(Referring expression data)
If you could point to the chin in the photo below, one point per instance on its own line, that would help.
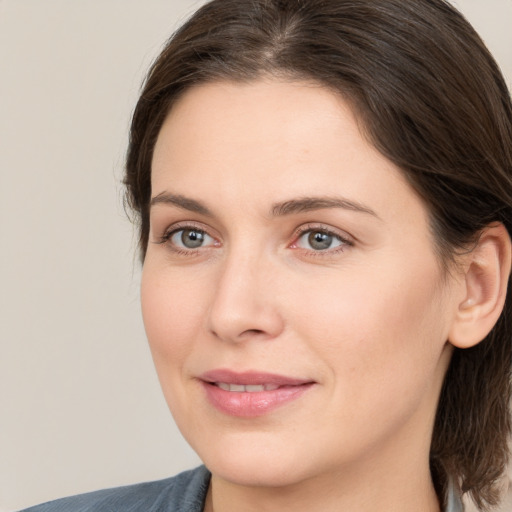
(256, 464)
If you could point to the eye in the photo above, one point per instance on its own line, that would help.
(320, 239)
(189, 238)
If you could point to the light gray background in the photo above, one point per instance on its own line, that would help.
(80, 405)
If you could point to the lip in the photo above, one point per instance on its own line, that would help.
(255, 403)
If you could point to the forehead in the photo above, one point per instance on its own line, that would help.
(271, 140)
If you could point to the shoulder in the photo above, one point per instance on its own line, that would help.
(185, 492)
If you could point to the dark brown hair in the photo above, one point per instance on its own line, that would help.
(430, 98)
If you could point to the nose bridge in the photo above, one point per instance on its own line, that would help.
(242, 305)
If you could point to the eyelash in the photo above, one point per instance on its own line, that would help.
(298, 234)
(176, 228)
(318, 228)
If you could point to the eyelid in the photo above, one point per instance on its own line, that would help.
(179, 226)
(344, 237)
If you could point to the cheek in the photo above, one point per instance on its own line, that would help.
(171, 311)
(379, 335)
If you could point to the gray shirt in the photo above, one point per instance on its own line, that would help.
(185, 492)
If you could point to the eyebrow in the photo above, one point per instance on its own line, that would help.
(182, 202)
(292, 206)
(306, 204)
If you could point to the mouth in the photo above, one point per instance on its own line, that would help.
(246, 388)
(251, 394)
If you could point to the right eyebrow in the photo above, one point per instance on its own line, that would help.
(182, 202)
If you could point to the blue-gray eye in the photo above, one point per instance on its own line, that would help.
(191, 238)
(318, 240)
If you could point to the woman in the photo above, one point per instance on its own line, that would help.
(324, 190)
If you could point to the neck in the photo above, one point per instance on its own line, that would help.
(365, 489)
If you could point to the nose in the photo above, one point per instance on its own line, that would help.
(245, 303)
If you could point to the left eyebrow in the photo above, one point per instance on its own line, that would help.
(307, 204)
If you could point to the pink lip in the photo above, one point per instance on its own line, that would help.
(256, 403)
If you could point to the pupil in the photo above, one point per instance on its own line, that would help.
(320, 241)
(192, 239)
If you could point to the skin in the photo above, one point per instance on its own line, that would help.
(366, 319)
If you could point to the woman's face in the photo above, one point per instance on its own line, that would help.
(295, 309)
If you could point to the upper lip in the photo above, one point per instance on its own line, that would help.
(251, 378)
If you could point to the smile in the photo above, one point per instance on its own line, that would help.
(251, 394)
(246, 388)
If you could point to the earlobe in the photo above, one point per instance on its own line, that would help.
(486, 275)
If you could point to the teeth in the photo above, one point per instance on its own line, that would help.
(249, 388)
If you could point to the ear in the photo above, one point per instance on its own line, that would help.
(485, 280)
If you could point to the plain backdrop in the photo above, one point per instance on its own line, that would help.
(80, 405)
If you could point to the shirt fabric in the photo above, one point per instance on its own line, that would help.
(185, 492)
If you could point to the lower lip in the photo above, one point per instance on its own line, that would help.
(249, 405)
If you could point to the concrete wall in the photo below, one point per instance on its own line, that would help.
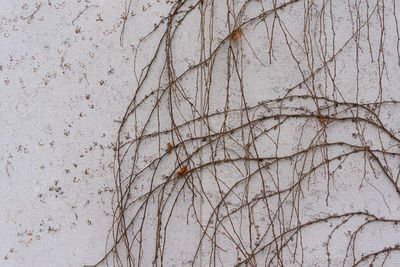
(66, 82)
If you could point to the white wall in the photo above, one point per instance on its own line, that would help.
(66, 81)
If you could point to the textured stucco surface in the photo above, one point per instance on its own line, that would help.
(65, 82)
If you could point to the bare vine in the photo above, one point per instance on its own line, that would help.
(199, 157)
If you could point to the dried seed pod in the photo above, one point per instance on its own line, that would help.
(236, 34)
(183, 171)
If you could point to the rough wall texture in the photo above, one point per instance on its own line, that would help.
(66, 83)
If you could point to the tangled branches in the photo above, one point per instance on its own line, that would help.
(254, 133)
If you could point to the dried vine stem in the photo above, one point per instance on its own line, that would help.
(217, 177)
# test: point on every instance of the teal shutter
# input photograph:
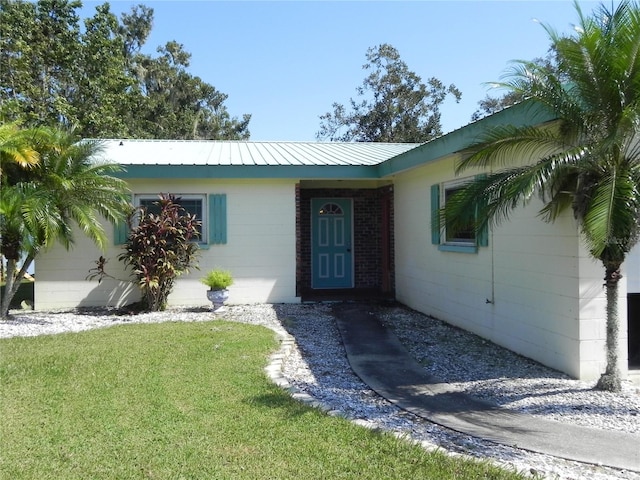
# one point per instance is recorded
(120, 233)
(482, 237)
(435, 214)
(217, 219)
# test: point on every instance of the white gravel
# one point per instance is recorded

--

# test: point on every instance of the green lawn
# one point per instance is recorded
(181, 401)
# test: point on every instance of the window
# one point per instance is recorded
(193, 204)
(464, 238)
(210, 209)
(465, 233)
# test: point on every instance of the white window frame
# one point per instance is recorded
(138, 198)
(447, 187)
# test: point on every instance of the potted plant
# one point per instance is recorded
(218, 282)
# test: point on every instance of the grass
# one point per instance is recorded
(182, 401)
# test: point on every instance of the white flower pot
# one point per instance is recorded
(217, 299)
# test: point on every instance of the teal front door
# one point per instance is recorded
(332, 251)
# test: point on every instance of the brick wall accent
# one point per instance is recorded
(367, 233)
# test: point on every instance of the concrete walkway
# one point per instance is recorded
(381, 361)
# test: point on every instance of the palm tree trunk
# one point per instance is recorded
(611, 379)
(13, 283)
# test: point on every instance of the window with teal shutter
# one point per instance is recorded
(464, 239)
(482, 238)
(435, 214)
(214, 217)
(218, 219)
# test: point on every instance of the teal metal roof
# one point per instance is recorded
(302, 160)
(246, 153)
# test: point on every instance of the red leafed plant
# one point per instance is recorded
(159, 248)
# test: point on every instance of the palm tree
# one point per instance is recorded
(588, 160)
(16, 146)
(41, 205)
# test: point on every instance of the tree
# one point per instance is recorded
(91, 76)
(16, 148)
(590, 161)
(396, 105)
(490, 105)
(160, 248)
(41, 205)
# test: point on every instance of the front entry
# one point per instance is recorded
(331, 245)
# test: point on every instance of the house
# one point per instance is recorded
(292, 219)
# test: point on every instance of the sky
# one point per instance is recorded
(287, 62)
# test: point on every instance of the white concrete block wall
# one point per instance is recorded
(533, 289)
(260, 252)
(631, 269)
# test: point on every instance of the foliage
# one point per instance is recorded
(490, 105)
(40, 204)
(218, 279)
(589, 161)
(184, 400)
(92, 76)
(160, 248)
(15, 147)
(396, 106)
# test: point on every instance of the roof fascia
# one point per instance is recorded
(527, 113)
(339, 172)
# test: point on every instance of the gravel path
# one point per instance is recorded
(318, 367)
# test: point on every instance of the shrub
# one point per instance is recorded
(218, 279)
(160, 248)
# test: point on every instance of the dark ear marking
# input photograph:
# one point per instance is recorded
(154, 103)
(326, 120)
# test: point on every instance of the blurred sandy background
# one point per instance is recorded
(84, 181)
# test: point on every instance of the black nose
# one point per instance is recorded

Problem details.
Return the span of lines in the data above that opens at the line with "# test: point on every instance of the white flower" and closes at the line with "# test: point on every instance of the palm tree trunk", exactly, ends included, nothing else.

Answer to this problem.
# test: point on every instance of the white flower pot
# one point per instance is recorded
(217, 299)
# test: point on every instance of the teal front door
# one point per instance is recorded
(332, 251)
# test: point on every instance of the brick wall accent
# one point per instance is recorded
(367, 233)
# test: point on every instance of the concrete walkway
# one point per instance is recorded
(381, 361)
# test: point on every instance of the palm tree trunk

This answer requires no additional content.